#### Requirement A:
In the records below, find every line that contains the word "building" and copy each of those lines.

#### Document section:
----

150 years on, St Imier is thriving

             

          July 19th sees the first sessions of a five-day celebration of anarchist thought in the Swiss border town that hosted the visionaries of a definitive, and historic, break with Marxism.
         St Imier is as far as history tells, one of those legendary events which would mark the moment in which anarchism finally nailed itself to the extra-Parliamentary path. In the years since Proudhon famously asked What is Property? and declared himself an anarchist in 1840 the movement had, for the most part, been travelling alongside and debating with more statist positions, most famously through the First International, to which famous libertarian intellectuals such as Mikhail Bakunin and Peter Kropotkin belonged.
         But in the wake of the defeat of the Paris Commune in 1871, amid increasing political rancour between Bakunin and the more authoritarian tendencies rallied around Marx, both Bakunin and a second leading anarchist, James Guillaume, were expelled causing an irrevocable split.

----

#### Supplied material:
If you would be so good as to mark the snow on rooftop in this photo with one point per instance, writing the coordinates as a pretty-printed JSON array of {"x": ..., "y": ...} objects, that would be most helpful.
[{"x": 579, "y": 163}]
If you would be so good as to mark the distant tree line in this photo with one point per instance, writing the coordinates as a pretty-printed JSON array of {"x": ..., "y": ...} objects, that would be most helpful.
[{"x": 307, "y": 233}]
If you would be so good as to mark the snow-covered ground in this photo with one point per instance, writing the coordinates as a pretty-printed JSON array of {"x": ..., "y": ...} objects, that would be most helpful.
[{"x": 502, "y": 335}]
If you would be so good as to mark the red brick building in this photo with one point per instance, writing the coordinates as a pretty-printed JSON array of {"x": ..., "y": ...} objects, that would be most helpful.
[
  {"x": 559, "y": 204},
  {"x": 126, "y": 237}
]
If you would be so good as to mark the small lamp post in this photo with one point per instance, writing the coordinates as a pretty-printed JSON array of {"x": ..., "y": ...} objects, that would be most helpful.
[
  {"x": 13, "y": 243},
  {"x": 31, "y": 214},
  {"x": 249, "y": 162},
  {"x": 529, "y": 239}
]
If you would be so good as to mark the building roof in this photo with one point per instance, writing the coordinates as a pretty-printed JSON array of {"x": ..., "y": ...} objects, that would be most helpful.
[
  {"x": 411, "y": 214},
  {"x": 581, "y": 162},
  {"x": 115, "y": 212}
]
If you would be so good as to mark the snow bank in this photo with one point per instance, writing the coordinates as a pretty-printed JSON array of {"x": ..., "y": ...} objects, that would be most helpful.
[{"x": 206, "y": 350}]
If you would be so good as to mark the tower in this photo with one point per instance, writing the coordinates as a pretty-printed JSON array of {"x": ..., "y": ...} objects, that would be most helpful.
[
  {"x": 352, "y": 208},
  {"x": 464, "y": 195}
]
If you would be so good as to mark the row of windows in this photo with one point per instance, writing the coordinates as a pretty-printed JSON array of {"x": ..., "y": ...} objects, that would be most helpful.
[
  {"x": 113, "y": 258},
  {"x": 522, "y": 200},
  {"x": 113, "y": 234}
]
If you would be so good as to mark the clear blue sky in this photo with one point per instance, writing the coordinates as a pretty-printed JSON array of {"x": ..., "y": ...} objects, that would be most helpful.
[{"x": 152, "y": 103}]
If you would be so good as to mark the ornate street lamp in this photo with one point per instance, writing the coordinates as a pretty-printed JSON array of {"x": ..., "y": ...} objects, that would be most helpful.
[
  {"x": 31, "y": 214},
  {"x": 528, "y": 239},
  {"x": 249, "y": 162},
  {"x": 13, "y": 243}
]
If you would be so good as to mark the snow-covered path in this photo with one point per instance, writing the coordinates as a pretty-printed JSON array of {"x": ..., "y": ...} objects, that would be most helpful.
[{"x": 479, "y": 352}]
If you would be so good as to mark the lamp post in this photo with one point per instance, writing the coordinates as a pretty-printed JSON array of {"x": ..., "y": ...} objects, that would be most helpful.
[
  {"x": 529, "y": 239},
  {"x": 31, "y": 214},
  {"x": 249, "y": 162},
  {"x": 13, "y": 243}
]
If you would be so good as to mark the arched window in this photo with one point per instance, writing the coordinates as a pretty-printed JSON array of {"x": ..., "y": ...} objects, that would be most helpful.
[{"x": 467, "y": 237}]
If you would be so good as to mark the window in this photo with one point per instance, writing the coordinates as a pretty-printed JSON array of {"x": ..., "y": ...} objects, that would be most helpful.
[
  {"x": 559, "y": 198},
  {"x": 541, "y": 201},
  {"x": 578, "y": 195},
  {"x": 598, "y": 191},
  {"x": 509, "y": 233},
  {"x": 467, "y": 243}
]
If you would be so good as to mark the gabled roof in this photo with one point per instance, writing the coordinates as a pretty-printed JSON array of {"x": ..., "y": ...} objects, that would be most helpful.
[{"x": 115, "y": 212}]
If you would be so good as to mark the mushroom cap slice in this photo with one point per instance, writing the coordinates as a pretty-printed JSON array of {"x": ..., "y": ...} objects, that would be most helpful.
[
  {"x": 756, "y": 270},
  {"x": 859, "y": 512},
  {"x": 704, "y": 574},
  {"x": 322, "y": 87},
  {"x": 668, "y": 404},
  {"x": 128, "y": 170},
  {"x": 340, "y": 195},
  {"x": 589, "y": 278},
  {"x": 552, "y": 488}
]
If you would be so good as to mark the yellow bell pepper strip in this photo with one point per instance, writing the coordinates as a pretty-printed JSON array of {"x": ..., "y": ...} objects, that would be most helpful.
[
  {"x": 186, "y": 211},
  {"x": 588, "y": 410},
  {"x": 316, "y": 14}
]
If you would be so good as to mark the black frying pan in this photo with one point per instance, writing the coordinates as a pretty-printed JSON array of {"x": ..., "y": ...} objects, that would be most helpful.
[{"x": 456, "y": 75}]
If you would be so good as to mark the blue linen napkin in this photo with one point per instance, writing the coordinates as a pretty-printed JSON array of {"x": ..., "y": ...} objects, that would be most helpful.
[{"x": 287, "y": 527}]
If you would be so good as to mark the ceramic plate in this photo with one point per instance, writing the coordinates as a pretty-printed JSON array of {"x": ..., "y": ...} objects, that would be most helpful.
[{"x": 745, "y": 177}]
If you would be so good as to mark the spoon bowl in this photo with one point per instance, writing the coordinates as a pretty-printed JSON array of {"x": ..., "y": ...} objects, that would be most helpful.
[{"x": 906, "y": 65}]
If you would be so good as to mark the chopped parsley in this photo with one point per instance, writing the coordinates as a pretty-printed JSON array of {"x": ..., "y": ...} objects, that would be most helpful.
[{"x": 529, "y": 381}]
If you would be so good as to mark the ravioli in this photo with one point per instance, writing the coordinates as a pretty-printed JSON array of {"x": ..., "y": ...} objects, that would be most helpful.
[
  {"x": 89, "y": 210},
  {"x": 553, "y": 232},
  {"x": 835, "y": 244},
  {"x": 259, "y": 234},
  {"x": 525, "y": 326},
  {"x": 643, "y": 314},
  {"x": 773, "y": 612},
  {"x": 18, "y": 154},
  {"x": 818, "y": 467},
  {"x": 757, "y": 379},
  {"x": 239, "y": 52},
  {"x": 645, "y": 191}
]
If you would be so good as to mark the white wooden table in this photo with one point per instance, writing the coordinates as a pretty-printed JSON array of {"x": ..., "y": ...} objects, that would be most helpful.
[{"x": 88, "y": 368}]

----

#### Requirement B:
Extend the article on St Imier and the anarchist break with Marxism, picking up right after its last sentence.

#### Written reply A:
If you would be so good as to mark the red brick building in this photo with one point per instance, writing the coordinates as a pretty-printed JSON array of {"x": ..., "y": ...} objects, that would be most helpful.
If you would be so good as to mark the building roof in this photo with one point per instance, writing the coordinates as a pretty-printed JSON array of {"x": ..., "y": ...} objects, that would be most helpful.

#### Written reply B:
        The following year two organisations, the Italian Federation and Swiss Jura Federation, went on to organise an alternative international congress – St Imier. A veritable who’s who of the time’s famous anarchist organisers from Errico Malatesta to Jean-Louis Pindy were part of delegations from Spain, Italy, France, the US and Switzerland, which passed four key resolutions:

  1. A rejection of the increasingly authoritarian and centralised nature of the First International,
  2. A pact of friendship to stand against such authoritarian behaviour in future,
  3. A declaration that the proletariat’s first duty was to destroy all political power, including the party form,
  4. That the task of emancipation could only be carried out through the free federation of all producer groups, based upon solidarity and equality.

          That declaration, spread across the continent in the following weeks, months, and years, would go on to form a core of anarchist thought in Europe.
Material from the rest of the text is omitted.